::: EXCERPTED PASSAGE
Wood and Cheese


Recently there has been a frenzy of articles about cheese manufacturers producing “fake” cheese. It has been said that grated or shredded cheese, particularly parmesan cheese are being adulterated with wood. This is a gross misrepresentation of the actual facts. What is true is that the cheeses contain a food additive known as cellulose, which is commonly derived from wood.

Cellulose is not wood !

Cellulose is a natural polysaccharide found in the stems and branches of many plants. It is the major component responsible for the structural rigidity of plant cell walls (mammalian cells do not have cell walls). There are many valid and valuable uses for cellulose in food. For decades, it has been used as a food additive to increase fiber content, reduce saturated fat and total fat content, and even to substitute for allergenic food ingredients such as, gluten.

What is of Cellulose?


Cellulose is a linear polymer of glucose residues. This basically means that cellulose is made up of a chain of sugar molecules. Cellulose is structurally identical in composition to starch (amylose), the only difference is the way that the glucose subunits are linked. The difference in linkage results in cellulose having the ability to form fibrils that make them very strong and rigid. For example wood is made of almost 50% cellulose.
::::::
PROMPT 1 |
According to the article on cellulose in grated cheese, what is the only difference between cellulose and starch (amylose)?
PROMPT 2 |
Continue the article on cellulose in grated cheese, picking up after its final sentence.
::: SUPPLIED ENTRIES
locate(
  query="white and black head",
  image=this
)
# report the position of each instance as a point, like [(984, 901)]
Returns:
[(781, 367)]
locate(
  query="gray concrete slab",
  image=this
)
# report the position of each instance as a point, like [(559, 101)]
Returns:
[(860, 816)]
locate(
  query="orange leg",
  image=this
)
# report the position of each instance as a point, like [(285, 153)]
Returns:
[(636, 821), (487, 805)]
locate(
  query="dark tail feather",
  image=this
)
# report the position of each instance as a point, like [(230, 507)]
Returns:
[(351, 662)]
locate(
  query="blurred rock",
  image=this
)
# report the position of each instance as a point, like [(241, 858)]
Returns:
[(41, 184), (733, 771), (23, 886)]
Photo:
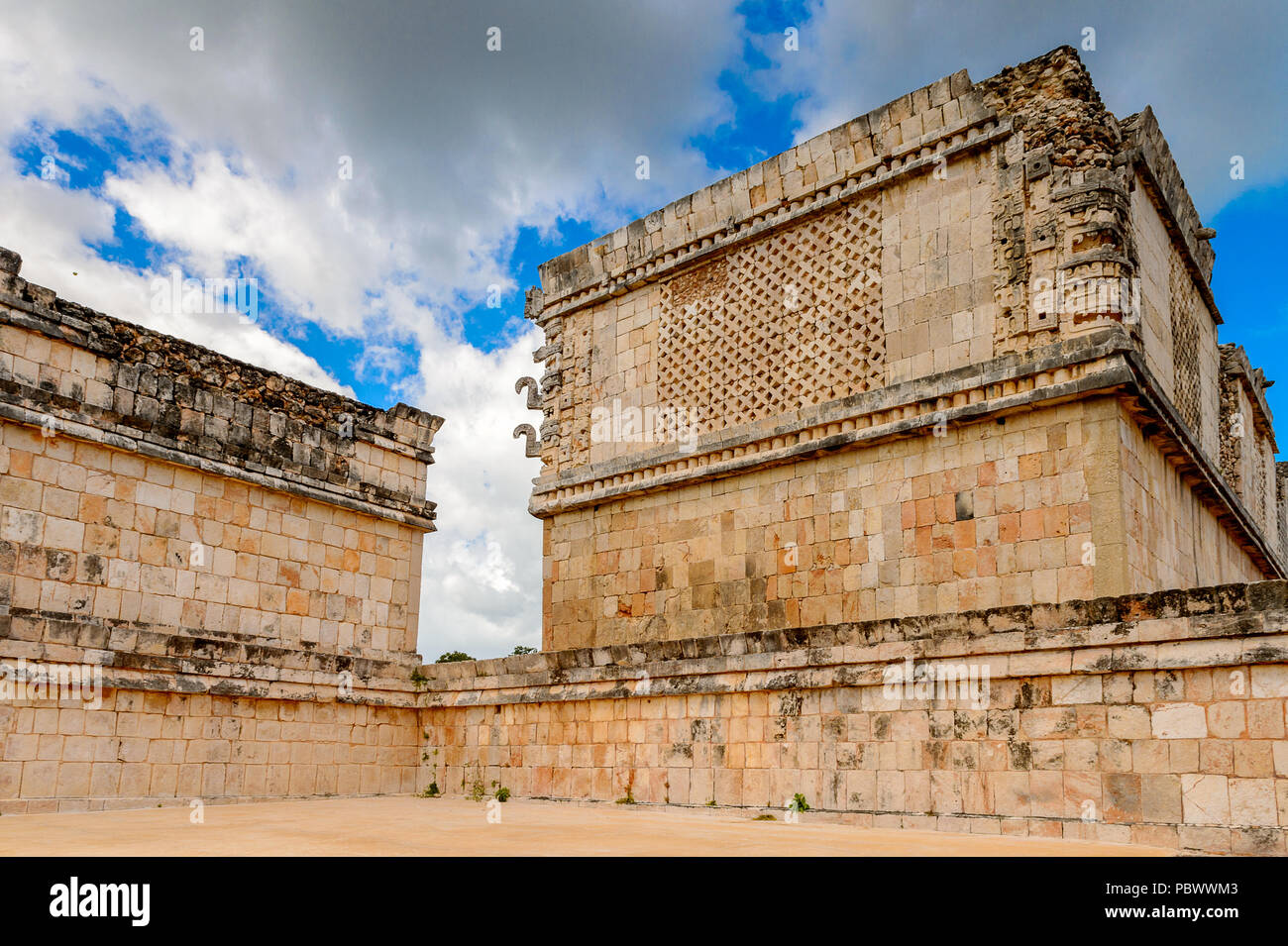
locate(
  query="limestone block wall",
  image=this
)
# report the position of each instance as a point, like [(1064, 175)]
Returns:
[(1172, 538), (987, 515), (934, 257), (1150, 718), (141, 748), (226, 562)]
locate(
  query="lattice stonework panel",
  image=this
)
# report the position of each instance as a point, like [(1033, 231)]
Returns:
[(1185, 344), (787, 321)]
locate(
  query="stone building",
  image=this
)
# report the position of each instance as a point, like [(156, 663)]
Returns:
[(235, 554), (894, 472), (958, 353)]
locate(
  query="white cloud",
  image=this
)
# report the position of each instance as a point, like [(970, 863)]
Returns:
[(454, 150)]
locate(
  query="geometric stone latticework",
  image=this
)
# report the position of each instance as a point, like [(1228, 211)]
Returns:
[(1185, 344), (787, 321)]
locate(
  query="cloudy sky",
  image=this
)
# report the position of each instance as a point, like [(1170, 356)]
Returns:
[(129, 154)]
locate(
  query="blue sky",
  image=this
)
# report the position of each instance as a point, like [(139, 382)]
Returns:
[(475, 166)]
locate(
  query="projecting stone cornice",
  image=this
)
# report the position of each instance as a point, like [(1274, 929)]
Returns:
[(1225, 626), (1048, 374), (589, 280), (1100, 362)]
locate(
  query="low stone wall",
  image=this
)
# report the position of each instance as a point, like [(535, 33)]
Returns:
[(1154, 718), (140, 749)]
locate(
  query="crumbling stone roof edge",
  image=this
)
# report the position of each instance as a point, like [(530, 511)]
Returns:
[(127, 341)]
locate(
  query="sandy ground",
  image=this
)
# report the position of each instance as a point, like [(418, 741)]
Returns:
[(442, 826)]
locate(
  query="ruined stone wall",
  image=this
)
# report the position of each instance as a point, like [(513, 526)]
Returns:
[(911, 271), (141, 749), (1179, 332), (228, 562), (990, 514), (1150, 718), (1172, 538)]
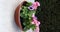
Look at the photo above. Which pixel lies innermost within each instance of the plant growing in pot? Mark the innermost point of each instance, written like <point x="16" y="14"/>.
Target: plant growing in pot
<point x="25" y="16"/>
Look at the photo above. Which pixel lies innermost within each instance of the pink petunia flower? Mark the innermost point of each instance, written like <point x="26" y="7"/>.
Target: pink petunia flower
<point x="34" y="5"/>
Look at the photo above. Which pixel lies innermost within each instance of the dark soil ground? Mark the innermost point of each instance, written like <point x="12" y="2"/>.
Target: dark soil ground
<point x="49" y="15"/>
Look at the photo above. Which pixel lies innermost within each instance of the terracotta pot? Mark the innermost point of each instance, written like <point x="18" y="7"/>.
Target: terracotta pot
<point x="17" y="16"/>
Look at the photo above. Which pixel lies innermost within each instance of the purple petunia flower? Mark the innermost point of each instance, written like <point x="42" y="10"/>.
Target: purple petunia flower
<point x="31" y="8"/>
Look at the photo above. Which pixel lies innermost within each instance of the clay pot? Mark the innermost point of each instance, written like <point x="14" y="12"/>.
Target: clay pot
<point x="17" y="16"/>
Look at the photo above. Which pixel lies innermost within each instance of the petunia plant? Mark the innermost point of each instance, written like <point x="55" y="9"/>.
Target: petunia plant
<point x="28" y="14"/>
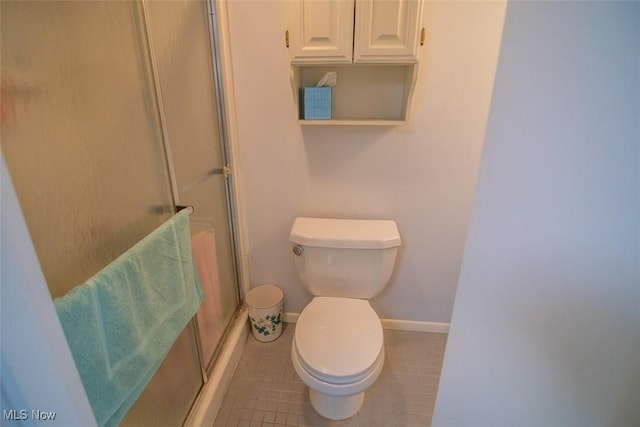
::::::
ANSWER AREA 1 |
The only difference is the way the glucose subunits are linked.

ANSWER AREA 2 |
While structurally similar, humans are able to digest starch (amylose) but not cellulose. Humans possess amylase, the digestive enzyme present in all mammals, responsible for digesting starch. However, they lack the enzyme cellulase, which is responsible for the break-down of cellulose. Cows and sheep can digest cellulose in grass and other plants, but this is due to a cellulase-producing bacteria found in their gut.

Cellulose in food

Sources. The most common source of cellulose is wood and cotton, it can also be synthesized by bacteria. Though obtained from wood, paper, cotton, and agricultural waste, such as, corn husks, cellulose is not used in its original form. It must be converted into more soluble derivatives knows as cellulose ethers. The most common modified cellulose used in industry is carboxymethyl cellulose (CMC).

carboxymethyl cellulose (CMC) free-flowing powder used as a food additive

Carboxymethyl Cellulose. Unlike raw cellulose, CMC is a water soluble. The white to cream colored, tasteless, odorless, free-flowing powder is used in food, detergents, personal care, and pharmaceuticals amongst other things. As a food additive it is used as a suspending agent, water loss reducer, thickener, emulsifying agent, stabilizer, and dispensing agent. It is commonly used in the form known as cellulose gum. CMC creates an effective barrier against oxygen, carbon dioxide and lipids and therefore, used as a preservative to coat fresh fruits, such as apples. Due to its ability to absorb water, it maintains moisture while improving the texture and overall structure of breads, and thus used as a stabilizer in baking goods.

Cellulose and Cheese

Cheese is a concentrated milk solid, primarily composed of insoluble proteins known as caseins, and fats. CMC is used during the production of cheese to recover protein that is precipitated out of whey. It is also used to mimic the textural and sensory properties of fat in the overall quality of low-fat and non-fat cheeses. In shredded cheeses it is used to prevent moisture loss and caking/clumping.

Safety of Cellulose and Cellulose Derivatives/ethers

While it is true that cellulose is indigestible, its passes unchanged through the gastrointestinal tract. Since it is not metabolized it offers no caloric value, but such is the same for artificial sweeteners made of sucralose.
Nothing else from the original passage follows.